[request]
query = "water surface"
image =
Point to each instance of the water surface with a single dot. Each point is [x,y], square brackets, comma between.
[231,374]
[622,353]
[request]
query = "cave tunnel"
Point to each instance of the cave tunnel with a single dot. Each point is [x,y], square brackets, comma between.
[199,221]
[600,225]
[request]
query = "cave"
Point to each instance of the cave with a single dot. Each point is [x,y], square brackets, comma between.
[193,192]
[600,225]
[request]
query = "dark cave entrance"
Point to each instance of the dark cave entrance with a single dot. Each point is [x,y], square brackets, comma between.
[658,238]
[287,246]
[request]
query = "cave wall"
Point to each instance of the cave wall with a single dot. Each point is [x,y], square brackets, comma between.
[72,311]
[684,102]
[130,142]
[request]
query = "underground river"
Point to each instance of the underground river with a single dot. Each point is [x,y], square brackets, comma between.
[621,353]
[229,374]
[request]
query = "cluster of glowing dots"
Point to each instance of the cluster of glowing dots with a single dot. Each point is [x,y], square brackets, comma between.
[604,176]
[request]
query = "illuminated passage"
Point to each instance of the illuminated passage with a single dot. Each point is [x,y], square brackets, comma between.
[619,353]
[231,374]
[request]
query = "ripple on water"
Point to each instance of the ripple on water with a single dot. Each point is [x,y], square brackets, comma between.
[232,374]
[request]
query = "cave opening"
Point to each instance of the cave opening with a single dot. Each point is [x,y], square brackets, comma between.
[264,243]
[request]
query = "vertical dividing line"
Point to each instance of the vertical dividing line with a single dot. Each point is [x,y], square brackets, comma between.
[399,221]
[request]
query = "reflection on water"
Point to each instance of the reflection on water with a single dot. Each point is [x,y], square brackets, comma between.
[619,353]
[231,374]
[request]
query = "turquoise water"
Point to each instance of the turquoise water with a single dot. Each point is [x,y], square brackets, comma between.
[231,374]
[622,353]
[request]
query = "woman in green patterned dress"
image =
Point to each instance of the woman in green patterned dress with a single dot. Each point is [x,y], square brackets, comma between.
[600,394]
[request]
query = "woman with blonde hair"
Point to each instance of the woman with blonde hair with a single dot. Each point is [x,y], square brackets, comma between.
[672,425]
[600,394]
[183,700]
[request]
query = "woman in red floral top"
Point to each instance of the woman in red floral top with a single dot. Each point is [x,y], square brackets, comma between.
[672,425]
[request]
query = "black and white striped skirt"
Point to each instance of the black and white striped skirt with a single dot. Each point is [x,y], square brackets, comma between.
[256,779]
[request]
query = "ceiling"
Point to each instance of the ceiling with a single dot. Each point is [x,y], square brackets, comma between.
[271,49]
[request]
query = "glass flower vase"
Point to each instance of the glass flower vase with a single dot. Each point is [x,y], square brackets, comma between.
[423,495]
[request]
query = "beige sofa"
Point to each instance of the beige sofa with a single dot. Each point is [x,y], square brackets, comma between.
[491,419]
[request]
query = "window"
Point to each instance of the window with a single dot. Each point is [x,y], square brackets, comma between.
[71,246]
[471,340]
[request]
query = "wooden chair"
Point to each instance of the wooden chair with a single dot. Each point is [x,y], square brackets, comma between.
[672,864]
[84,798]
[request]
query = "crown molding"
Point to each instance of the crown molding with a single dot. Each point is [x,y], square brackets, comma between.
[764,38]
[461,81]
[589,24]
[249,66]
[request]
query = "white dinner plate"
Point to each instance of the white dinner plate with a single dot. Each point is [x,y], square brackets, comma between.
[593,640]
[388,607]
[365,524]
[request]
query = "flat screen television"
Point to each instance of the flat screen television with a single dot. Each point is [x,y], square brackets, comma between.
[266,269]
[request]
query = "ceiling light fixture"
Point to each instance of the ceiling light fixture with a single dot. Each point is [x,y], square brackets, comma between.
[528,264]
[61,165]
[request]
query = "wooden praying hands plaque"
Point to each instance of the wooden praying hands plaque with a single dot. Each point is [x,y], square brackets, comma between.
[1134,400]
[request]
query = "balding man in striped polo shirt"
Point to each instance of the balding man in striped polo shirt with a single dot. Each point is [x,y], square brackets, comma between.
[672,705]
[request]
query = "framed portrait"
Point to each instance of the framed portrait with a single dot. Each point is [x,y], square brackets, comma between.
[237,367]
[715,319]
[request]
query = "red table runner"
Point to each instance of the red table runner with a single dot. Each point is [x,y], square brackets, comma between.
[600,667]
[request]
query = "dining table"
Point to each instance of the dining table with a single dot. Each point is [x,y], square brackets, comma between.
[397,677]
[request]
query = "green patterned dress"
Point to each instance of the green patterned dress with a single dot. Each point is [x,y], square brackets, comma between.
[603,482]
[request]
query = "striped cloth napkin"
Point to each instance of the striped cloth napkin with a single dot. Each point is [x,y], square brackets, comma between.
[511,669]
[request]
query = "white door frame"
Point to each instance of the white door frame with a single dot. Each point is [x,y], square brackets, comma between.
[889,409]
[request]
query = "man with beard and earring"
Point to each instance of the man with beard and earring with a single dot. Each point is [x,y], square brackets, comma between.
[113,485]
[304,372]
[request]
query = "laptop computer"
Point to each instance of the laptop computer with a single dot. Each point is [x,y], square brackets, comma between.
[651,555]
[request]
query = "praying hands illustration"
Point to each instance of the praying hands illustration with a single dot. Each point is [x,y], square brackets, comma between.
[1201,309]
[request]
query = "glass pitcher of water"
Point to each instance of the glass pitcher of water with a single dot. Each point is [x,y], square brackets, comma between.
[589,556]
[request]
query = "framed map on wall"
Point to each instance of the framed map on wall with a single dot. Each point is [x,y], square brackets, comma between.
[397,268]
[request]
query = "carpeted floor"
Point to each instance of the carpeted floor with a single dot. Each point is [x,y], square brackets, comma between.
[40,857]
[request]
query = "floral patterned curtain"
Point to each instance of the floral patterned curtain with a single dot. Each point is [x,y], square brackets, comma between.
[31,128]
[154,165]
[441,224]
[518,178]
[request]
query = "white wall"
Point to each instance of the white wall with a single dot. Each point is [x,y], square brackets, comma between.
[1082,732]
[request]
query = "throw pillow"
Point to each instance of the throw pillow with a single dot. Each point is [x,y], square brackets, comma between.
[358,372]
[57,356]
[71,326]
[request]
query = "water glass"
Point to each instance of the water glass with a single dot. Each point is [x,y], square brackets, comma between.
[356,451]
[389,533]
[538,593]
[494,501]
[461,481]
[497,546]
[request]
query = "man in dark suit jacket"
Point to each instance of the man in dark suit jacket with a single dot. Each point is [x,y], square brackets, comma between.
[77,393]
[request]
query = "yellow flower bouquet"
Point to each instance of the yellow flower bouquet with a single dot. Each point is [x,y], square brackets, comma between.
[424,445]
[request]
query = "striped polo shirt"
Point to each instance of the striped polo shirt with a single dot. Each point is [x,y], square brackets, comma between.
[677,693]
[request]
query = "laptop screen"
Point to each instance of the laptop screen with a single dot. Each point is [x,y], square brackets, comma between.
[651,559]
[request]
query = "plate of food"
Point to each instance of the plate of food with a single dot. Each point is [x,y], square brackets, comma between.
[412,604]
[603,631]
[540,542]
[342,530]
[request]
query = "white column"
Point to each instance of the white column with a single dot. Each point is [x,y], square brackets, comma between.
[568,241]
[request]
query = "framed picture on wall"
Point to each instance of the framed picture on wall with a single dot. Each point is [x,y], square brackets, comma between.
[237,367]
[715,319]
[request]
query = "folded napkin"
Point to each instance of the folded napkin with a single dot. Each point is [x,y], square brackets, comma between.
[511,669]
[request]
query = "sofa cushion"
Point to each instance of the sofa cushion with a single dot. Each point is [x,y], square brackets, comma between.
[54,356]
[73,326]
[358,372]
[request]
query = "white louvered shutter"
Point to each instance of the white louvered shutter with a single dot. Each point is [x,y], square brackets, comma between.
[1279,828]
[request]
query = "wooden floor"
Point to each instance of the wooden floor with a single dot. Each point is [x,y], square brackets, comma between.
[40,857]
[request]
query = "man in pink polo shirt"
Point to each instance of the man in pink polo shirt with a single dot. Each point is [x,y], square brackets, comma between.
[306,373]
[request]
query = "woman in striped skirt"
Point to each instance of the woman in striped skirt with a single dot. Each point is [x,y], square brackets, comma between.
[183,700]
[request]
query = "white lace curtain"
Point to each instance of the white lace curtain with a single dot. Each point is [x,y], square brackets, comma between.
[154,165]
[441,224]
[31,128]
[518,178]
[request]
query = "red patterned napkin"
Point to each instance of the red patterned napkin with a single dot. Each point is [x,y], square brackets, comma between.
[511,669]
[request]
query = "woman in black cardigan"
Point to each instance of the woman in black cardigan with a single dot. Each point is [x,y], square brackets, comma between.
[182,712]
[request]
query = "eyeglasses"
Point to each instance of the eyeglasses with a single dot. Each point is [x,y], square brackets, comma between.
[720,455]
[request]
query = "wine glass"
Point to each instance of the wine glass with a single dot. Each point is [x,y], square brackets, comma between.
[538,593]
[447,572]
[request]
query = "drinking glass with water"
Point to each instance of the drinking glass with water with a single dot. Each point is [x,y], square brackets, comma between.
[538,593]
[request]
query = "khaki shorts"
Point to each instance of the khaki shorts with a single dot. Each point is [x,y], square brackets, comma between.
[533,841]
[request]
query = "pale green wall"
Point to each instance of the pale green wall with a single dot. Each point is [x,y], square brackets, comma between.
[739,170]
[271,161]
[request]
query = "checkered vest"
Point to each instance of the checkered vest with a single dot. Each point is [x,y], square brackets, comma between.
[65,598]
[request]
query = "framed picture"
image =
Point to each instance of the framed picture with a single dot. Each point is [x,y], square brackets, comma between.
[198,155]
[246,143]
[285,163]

****************************************

> [Task details] Return every line of the data above that contains the word "praying".

> [Correct output]
query = "wooden praying hands plaque"
Point to each instance of the wooden praying hands plaque with a single dot. Each point is [x,y], square brackets, comma between.
query = "praying hands illustration"
Point to each instance of the praying hands illustration with a single dot. Each point is [x,y], square brackets, comma between.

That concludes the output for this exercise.